What you need to do: Rewrite the records below as a two-column CSV with the header instruction,outline, one row per record. Put each record's text in the first field and its answer in the second, each in a single quoted field with line breaks turned into spaces and inner double quotes doubled, and leave the pictures out.

## Begin Dataset

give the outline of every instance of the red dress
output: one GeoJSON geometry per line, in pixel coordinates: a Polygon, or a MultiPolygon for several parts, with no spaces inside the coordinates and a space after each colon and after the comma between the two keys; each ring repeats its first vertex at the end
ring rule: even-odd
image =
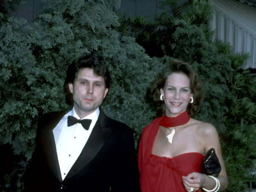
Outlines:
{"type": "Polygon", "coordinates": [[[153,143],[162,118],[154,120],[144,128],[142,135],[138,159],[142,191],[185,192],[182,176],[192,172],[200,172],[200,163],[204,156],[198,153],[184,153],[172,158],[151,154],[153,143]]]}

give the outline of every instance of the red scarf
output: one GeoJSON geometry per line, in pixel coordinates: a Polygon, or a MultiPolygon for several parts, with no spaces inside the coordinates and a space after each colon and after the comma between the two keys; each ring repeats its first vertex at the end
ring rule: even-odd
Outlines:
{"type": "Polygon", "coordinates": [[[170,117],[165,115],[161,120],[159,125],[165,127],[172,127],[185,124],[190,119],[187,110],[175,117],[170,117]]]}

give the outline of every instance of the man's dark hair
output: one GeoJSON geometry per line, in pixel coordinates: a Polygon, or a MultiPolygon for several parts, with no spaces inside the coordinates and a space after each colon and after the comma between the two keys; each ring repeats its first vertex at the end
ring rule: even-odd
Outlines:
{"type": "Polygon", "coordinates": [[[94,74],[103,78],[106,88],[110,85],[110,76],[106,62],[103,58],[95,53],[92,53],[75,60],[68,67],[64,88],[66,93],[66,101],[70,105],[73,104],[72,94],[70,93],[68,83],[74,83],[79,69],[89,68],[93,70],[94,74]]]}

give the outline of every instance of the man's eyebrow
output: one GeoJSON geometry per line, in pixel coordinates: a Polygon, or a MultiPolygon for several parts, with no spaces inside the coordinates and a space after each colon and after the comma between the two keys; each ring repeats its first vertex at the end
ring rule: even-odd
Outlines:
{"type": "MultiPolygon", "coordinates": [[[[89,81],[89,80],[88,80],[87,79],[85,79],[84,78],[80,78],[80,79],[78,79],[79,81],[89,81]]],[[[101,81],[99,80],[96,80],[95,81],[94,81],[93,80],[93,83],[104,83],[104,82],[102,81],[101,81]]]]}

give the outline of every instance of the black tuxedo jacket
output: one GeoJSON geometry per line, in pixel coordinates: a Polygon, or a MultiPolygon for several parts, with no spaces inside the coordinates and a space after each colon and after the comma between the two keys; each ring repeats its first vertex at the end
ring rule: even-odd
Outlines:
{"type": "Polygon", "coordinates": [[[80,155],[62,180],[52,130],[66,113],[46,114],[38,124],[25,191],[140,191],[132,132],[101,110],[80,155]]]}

## End Dataset

Solution for this problem:
instruction,outline
"give the outline of every instance of the red dress output: one GeoJSON geometry per line, in pixel coordinates: a Polygon, or a MultiPolygon for several parts, with no spaces inside the coordinates and a space after each colon and after the comma between the two keys; each ring repeats its first vertex at the end ring rule: even-odd image = Outlines:","{""type"": ""Polygon"", ""coordinates"": [[[153,143],[162,118],[154,120],[144,128],[142,135],[138,159],[142,191],[185,192],[182,176],[192,172],[200,172],[200,163],[204,156],[198,153],[184,153],[172,158],[151,154],[153,143]]]}"
"give the outline of every instance of the red scarf output: one GeoJSON geometry per line, in pixel coordinates: a Polygon, or a MultiPolygon for several parts, with no spaces inside the coordinates and a space after each colon and after the comma between the two keys; each ring repeats its first vertex at the end ring rule: even-odd Outlines:","{""type"": ""Polygon"", ""coordinates"": [[[170,117],[165,115],[161,120],[159,125],[165,127],[172,127],[185,124],[190,119],[187,110],[175,117],[170,117]]]}"
"give the outline of every instance of the man's dark hair output: one GeoJSON geometry per line, in pixel coordinates: a Polygon, or a MultiPolygon for several parts, with no spaces inside the coordinates and a space after each colon and after the comma between the two keys; each ring repeats its first vertex at the end ring rule: even-odd Outlines:","{""type"": ""Polygon"", ""coordinates"": [[[94,74],[103,78],[106,88],[110,85],[110,76],[106,62],[103,58],[95,53],[92,53],[75,60],[68,67],[64,88],[66,93],[66,101],[70,105],[73,104],[72,94],[70,93],[68,83],[74,83],[79,69],[89,68],[93,70],[94,74]]]}"
"give the outline of every instance of the man's eyebrow output: one GeoJSON geometry per line, in pixel coordinates: a Polygon, or a MultiPolygon for several parts, with no spaces inside the coordinates and a space after each colon and after the comma between the two keys; each ring repeats its first vertex at the end ring rule: even-odd Outlines:","{""type"": ""MultiPolygon"", ""coordinates"": [[[[89,81],[89,80],[88,80],[87,79],[85,79],[84,78],[80,78],[80,79],[78,79],[79,81],[89,81]]],[[[101,81],[99,80],[96,80],[95,81],[94,81],[93,80],[93,83],[104,83],[104,82],[102,81],[101,81]]]]}"
"give the outline of every instance of the black tuxedo jacket output: one GeoJSON geometry per line, in pixel coordinates: a Polygon, or a MultiPolygon for several parts, with no spaces inside the coordinates and a space after each colon and after the comma between the two keys; each ring repeats its first vertex at the end ring rule: even-odd Outlines:","{""type"": ""Polygon"", ""coordinates"": [[[80,155],[62,180],[52,130],[66,113],[46,114],[38,124],[25,191],[140,191],[132,132],[101,110],[80,155]]]}"